#### PROBLEM TO WORK ON:
Return every line of the rows below that contains the word "door". Case counts, so only lines whose letter case matches qualify.

#### DATA FOR THIS TASK:
((
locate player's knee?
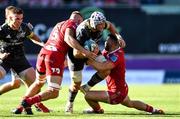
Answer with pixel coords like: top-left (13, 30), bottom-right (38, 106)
top-left (71, 82), bottom-right (81, 92)
top-left (125, 101), bottom-right (134, 108)
top-left (98, 70), bottom-right (111, 79)
top-left (70, 71), bottom-right (82, 82)
top-left (48, 87), bottom-right (59, 99)
top-left (11, 79), bottom-right (21, 89)
top-left (0, 66), bottom-right (6, 79)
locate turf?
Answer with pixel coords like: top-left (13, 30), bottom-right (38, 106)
top-left (0, 85), bottom-right (180, 119)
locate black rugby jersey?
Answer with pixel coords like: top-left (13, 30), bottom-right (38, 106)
top-left (0, 23), bottom-right (32, 56)
top-left (76, 19), bottom-right (107, 45)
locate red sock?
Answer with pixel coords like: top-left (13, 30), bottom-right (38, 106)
top-left (93, 105), bottom-right (101, 111)
top-left (17, 105), bottom-right (23, 112)
top-left (146, 105), bottom-right (153, 112)
top-left (26, 95), bottom-right (41, 105)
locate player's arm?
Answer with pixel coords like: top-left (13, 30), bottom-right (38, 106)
top-left (28, 32), bottom-right (44, 47)
top-left (64, 28), bottom-right (96, 59)
top-left (106, 21), bottom-right (126, 48)
top-left (87, 60), bottom-right (115, 71)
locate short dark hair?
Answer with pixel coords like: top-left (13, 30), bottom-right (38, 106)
top-left (108, 34), bottom-right (118, 43)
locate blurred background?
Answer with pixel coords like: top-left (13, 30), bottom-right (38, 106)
top-left (0, 0), bottom-right (180, 84)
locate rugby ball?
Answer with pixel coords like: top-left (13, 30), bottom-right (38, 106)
top-left (95, 55), bottom-right (107, 63)
top-left (84, 39), bottom-right (98, 52)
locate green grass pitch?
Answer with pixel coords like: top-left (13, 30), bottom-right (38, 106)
top-left (0, 84), bottom-right (180, 119)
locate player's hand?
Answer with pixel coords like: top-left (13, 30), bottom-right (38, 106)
top-left (0, 53), bottom-right (10, 60)
top-left (118, 39), bottom-right (126, 48)
top-left (85, 50), bottom-right (97, 60)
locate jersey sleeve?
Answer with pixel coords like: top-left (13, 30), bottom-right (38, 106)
top-left (109, 54), bottom-right (121, 66)
top-left (23, 23), bottom-right (33, 38)
top-left (76, 24), bottom-right (90, 45)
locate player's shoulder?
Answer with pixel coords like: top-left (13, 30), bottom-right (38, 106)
top-left (0, 23), bottom-right (8, 30)
top-left (21, 22), bottom-right (33, 30)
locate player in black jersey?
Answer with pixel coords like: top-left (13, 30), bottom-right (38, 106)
top-left (0, 6), bottom-right (50, 113)
top-left (65, 11), bottom-right (126, 113)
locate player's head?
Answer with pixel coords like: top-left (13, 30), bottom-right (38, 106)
top-left (70, 11), bottom-right (83, 24)
top-left (90, 11), bottom-right (106, 31)
top-left (5, 6), bottom-right (16, 22)
top-left (8, 7), bottom-right (24, 29)
top-left (104, 34), bottom-right (119, 51)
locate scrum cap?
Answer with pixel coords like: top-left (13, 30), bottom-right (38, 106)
top-left (90, 11), bottom-right (106, 29)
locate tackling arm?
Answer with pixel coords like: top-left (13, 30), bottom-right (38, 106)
top-left (29, 32), bottom-right (44, 47)
top-left (87, 60), bottom-right (114, 71)
top-left (64, 28), bottom-right (96, 59)
top-left (107, 21), bottom-right (126, 48)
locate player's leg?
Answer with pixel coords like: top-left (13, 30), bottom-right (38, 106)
top-left (65, 49), bottom-right (84, 113)
top-left (21, 76), bottom-right (62, 114)
top-left (83, 91), bottom-right (109, 113)
top-left (21, 52), bottom-right (65, 114)
top-left (0, 69), bottom-right (21, 94)
top-left (121, 96), bottom-right (164, 114)
top-left (80, 70), bottom-right (110, 93)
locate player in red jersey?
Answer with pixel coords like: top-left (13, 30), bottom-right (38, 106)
top-left (0, 6), bottom-right (49, 114)
top-left (21, 11), bottom-right (95, 114)
top-left (81, 34), bottom-right (164, 114)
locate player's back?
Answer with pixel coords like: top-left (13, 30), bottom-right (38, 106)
top-left (45, 19), bottom-right (77, 53)
top-left (104, 48), bottom-right (126, 90)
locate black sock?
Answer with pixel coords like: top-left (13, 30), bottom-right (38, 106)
top-left (69, 89), bottom-right (78, 102)
top-left (87, 72), bottom-right (104, 87)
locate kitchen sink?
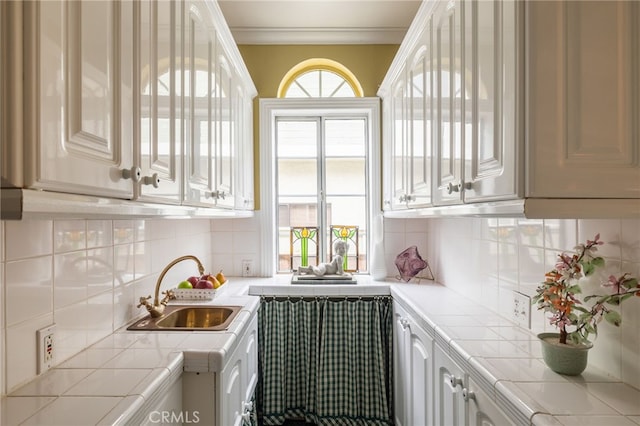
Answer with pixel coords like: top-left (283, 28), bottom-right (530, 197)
top-left (127, 305), bottom-right (242, 331)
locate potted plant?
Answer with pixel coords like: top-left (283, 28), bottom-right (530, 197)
top-left (532, 234), bottom-right (640, 375)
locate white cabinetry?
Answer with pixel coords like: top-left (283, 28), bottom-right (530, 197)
top-left (185, 1), bottom-right (256, 209)
top-left (526, 1), bottom-right (640, 199)
top-left (182, 314), bottom-right (258, 426)
top-left (184, 1), bottom-right (219, 206)
top-left (0, 0), bottom-right (257, 218)
top-left (433, 345), bottom-right (467, 426)
top-left (383, 12), bottom-right (435, 210)
top-left (135, 0), bottom-right (185, 204)
top-left (378, 0), bottom-right (640, 217)
top-left (393, 301), bottom-right (515, 426)
top-left (393, 303), bottom-right (433, 426)
top-left (462, 378), bottom-right (516, 426)
top-left (23, 1), bottom-right (140, 198)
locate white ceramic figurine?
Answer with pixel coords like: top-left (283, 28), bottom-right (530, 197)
top-left (298, 240), bottom-right (349, 277)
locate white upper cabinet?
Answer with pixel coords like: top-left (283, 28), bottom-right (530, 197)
top-left (184, 1), bottom-right (256, 210)
top-left (184, 1), bottom-right (219, 205)
top-left (378, 0), bottom-right (640, 218)
top-left (0, 0), bottom-right (257, 219)
top-left (214, 46), bottom-right (238, 207)
top-left (383, 20), bottom-right (436, 210)
top-left (432, 0), bottom-right (464, 204)
top-left (526, 1), bottom-right (640, 199)
top-left (24, 1), bottom-right (140, 198)
top-left (135, 0), bottom-right (184, 204)
top-left (235, 84), bottom-right (254, 210)
top-left (462, 0), bottom-right (522, 202)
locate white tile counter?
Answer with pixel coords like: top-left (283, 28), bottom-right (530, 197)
top-left (0, 281), bottom-right (259, 426)
top-left (0, 276), bottom-right (640, 426)
top-left (390, 283), bottom-right (640, 426)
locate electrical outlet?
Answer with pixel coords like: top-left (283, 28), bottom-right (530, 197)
top-left (512, 291), bottom-right (531, 328)
top-left (36, 324), bottom-right (56, 374)
top-left (242, 259), bottom-right (253, 277)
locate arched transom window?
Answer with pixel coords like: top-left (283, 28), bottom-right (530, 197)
top-left (278, 58), bottom-right (364, 98)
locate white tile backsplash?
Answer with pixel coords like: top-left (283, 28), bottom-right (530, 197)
top-left (0, 219), bottom-right (215, 396)
top-left (5, 256), bottom-right (53, 326)
top-left (5, 220), bottom-right (53, 261)
top-left (384, 218), bottom-right (640, 388)
top-left (0, 218), bottom-right (640, 395)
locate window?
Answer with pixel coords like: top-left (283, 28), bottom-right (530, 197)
top-left (278, 58), bottom-right (363, 98)
top-left (260, 63), bottom-right (380, 275)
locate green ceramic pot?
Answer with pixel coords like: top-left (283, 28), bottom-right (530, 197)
top-left (538, 333), bottom-right (593, 376)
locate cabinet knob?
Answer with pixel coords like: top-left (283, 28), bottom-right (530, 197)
top-left (120, 166), bottom-right (142, 182)
top-left (462, 388), bottom-right (476, 401)
top-left (204, 191), bottom-right (227, 200)
top-left (449, 374), bottom-right (462, 388)
top-left (142, 173), bottom-right (160, 188)
top-left (447, 182), bottom-right (462, 194)
top-left (400, 318), bottom-right (410, 330)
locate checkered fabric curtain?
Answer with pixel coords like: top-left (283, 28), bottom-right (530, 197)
top-left (257, 297), bottom-right (393, 426)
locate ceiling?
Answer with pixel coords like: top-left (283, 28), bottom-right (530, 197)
top-left (218, 0), bottom-right (422, 44)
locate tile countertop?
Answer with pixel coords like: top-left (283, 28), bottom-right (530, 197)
top-left (390, 282), bottom-right (640, 426)
top-left (5, 275), bottom-right (640, 426)
top-left (0, 278), bottom-right (259, 426)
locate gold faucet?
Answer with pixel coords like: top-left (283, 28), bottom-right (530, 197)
top-left (137, 255), bottom-right (204, 318)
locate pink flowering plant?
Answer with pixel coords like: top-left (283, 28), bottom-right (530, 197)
top-left (533, 234), bottom-right (640, 344)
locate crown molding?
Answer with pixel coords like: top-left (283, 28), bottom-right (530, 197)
top-left (226, 27), bottom-right (407, 44)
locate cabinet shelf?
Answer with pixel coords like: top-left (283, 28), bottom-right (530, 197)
top-left (384, 198), bottom-right (640, 219)
top-left (0, 188), bottom-right (253, 220)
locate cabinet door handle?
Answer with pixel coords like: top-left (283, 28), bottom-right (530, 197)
top-left (142, 173), bottom-right (160, 188)
top-left (120, 166), bottom-right (142, 182)
top-left (400, 318), bottom-right (411, 330)
top-left (447, 182), bottom-right (462, 194)
top-left (204, 191), bottom-right (227, 200)
top-left (449, 374), bottom-right (463, 388)
top-left (462, 388), bottom-right (476, 402)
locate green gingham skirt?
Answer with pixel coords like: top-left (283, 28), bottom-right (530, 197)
top-left (257, 297), bottom-right (393, 426)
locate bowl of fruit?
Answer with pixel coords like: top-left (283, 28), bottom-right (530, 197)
top-left (173, 270), bottom-right (227, 300)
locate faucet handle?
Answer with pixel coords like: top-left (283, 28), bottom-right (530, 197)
top-left (161, 290), bottom-right (176, 305)
top-left (136, 295), bottom-right (151, 308)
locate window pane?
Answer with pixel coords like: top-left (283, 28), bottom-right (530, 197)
top-left (325, 118), bottom-right (366, 157)
top-left (333, 82), bottom-right (356, 98)
top-left (278, 158), bottom-right (318, 196)
top-left (284, 82), bottom-right (309, 98)
top-left (327, 196), bottom-right (367, 272)
top-left (276, 121), bottom-right (318, 158)
top-left (326, 157), bottom-right (366, 195)
top-left (292, 71), bottom-right (320, 98)
top-left (320, 71), bottom-right (344, 98)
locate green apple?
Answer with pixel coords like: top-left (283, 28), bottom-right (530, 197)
top-left (178, 280), bottom-right (193, 288)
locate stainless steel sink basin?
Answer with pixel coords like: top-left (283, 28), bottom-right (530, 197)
top-left (127, 305), bottom-right (242, 331)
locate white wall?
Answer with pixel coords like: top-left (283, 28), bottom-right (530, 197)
top-left (0, 218), bottom-right (640, 394)
top-left (385, 218), bottom-right (640, 388)
top-left (0, 220), bottom-right (214, 394)
top-left (0, 213), bottom-right (259, 395)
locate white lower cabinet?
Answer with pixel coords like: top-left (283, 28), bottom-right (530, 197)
top-left (463, 378), bottom-right (515, 426)
top-left (396, 302), bottom-right (515, 426)
top-left (182, 315), bottom-right (258, 426)
top-left (393, 304), bottom-right (433, 426)
top-left (134, 371), bottom-right (184, 426)
top-left (433, 345), bottom-right (467, 426)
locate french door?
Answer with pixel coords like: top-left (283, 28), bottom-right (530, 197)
top-left (274, 113), bottom-right (369, 272)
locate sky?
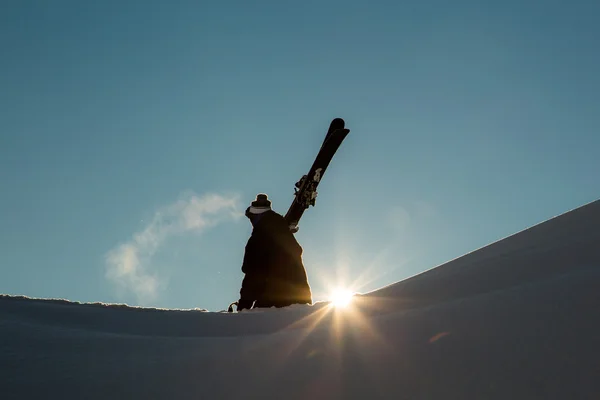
))
#### RESPONSE TO THE EXERCISE:
locate cabinet door handle?
locate french door?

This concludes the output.